Rewrite the data below, from the line containing "find white cloud" through the end, as a JSON list of strings with one string per line and no blank lines.

***** Dataset excerpts

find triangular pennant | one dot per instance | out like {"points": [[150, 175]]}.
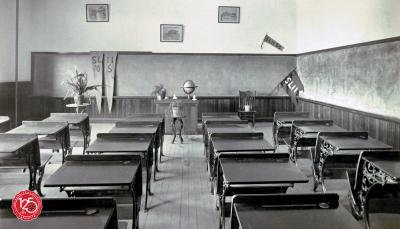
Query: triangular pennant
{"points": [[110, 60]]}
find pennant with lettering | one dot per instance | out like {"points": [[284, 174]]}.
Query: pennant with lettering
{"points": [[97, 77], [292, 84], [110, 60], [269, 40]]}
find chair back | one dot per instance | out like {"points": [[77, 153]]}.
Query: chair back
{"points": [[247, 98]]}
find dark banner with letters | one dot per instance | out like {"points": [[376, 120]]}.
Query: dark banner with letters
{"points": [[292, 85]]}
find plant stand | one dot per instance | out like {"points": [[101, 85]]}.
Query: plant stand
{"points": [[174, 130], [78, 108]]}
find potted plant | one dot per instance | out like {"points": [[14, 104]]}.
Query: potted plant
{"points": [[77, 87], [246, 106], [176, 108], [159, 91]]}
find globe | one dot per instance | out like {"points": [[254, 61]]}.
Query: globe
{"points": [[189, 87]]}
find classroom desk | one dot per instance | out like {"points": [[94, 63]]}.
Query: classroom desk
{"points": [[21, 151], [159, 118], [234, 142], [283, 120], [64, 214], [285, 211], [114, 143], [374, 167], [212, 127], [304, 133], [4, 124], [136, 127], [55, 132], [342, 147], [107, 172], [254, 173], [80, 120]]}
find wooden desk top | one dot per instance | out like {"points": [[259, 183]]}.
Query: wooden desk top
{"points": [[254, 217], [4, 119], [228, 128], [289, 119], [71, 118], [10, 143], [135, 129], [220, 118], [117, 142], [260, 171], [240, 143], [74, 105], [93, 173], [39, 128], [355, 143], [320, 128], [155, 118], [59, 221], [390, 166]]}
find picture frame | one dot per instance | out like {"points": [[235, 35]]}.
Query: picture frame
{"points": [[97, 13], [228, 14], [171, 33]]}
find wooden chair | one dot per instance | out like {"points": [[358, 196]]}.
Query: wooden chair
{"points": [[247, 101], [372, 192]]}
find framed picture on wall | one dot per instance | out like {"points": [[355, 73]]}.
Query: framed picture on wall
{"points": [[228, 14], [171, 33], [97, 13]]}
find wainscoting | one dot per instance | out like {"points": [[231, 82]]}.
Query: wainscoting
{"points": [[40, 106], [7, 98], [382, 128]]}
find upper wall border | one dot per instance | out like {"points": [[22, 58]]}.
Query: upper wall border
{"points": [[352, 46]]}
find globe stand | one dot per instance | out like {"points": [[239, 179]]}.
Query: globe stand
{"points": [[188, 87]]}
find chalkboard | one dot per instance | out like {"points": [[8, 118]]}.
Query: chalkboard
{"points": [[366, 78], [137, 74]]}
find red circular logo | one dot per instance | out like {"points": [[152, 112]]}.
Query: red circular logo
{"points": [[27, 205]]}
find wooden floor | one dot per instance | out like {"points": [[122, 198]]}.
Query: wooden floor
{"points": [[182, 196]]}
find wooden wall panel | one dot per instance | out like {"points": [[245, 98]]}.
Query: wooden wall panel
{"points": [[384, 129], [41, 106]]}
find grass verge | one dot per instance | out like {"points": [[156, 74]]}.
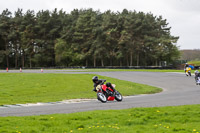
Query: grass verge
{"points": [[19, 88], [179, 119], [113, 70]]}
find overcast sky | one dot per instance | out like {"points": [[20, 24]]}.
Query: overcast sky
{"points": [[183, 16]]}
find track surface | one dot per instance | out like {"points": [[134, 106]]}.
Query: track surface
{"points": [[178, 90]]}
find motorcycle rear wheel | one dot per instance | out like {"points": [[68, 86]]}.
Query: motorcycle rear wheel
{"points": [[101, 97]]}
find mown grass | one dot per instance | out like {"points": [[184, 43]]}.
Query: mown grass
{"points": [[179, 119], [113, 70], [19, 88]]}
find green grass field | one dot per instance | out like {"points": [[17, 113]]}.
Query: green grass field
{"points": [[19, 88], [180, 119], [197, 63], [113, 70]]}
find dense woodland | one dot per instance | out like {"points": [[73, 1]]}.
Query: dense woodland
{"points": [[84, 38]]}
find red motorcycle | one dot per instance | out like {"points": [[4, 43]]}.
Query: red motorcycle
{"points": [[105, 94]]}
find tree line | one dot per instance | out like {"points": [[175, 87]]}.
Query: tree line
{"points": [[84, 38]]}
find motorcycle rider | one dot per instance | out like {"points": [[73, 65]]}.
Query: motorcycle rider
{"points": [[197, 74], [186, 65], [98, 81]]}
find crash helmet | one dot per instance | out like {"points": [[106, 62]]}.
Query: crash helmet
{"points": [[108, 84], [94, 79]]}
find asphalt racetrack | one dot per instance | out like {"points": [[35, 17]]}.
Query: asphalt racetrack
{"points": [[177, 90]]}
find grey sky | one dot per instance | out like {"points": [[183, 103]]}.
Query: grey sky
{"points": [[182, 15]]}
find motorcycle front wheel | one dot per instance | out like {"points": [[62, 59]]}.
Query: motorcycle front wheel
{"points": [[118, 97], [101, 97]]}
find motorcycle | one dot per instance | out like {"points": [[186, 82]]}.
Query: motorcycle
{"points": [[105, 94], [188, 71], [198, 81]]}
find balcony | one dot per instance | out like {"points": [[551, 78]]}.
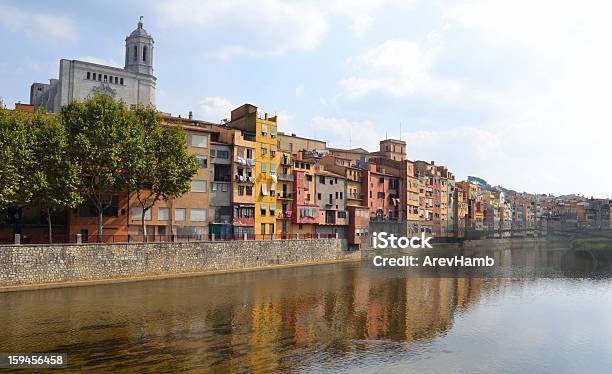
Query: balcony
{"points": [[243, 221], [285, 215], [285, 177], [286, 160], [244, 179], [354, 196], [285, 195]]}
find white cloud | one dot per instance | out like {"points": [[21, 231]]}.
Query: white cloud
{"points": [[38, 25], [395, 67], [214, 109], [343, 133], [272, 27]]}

**********

Solution to this problem ::
[
  "find white cloud | one dot per instance | out like {\"points\": [[21, 231]]}.",
  "Query: white cloud",
  "{\"points\": [[38, 25], [395, 67], [214, 109], [343, 133], [272, 27]]}"
]